=== Goals ===
1. According to the JIRA permissions text, why must every business evaluate every use case to establish its own security needs? Answer in one to three sentences.
2. Answer these questions from the JIRA permissions text:
(a) Who receives the frequently asked questions the blog addresses?
(b) What is JIRA set up to use to handle project access and issue permissions?
(c) What are the missing project classification rules meant to identify?

=== Supplied text ===

In this blog, we’ll address some frequently asked questions about JIRA-issue permission setups that our JIRA consulting team receives from various clients. While there isn’t a single best-fit solution that works for every organization, it is possible to avoid costly errors by clarifying some presumptions before developing your use case.

1. What is the purpose of defining a JIRA security requirement?

Even though JIRA is set up to handle project access and issue permissions using standard issue permissions, many businesses continue to doubt the necessity of the JIRA security standards. Every project has different security requirements, and no thorough investigation is carried out before specifying issue permissions, external user access, and project access controls. Because of this, every business must evaluate every use case to establish its unique security needs. Here are a few undesirable specifications or results that should be avoided.

  • The limits on JIRA project access control, such as who is allowed access and who has to be denied access, are not specified.
  • There are no project classification rules to identify the sensitive and private information in the project and specify the limitations on data visibility.
  • There are no comprehensive details on the requirements for restrictions and permissions, such as
    • Who can grant what kind of permission, and to what extent?
    • Which people or groups should have access to which limited permissions?
    • Who must be included in the permissions with restrictions?
  • Lack of clear understanding of issue-level security restrictions and their control; no project-level issue-level security guidelines to define issue restrictions
  • Lack of definitions and limitations for global permissions. Absence of group classification to determine which group can be set up with what degree of global permissions
  • No details on the external users’ policy and its restrictions

2. Have we configured the issue permission scheme effectively?

=== Material provided ===
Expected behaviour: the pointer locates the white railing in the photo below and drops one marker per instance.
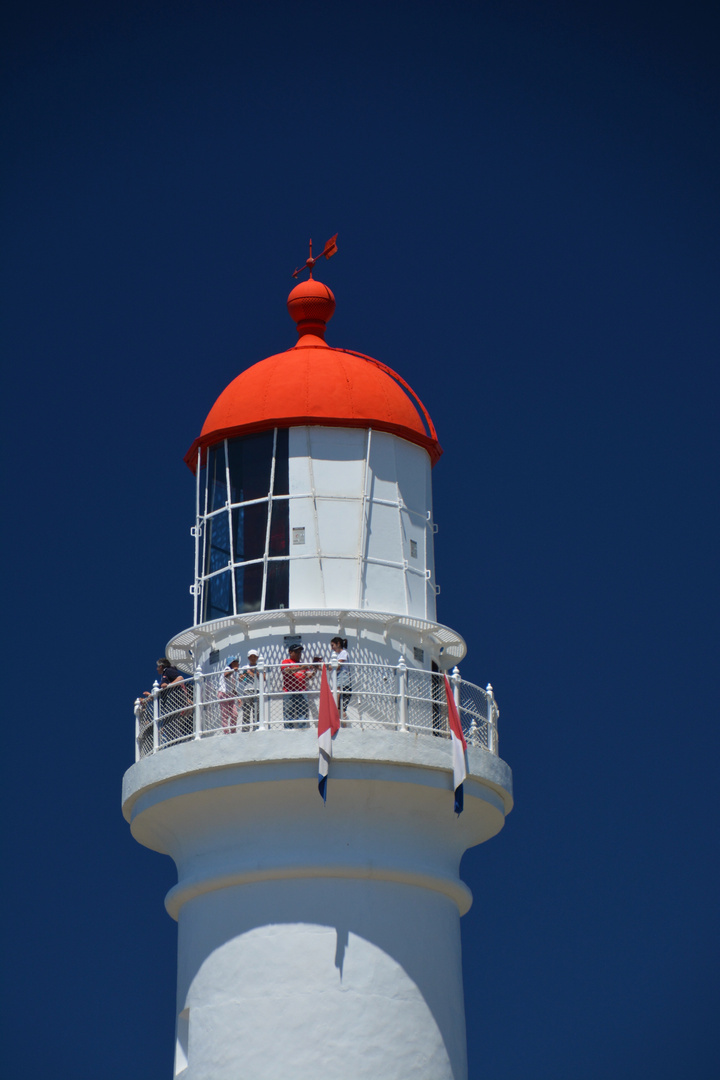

=== Answers in order ===
1. Every project has different security requirements, and no thorough investigation is carried out before issue permissions, external user access, and project access controls are specified. For that reason, each business has to assess every use case to determine its unique security needs.

2.
(a) The JIRA consulting team, from various clients.
(b) Standard issue permissions.
(c) The sensitive and private information in the project.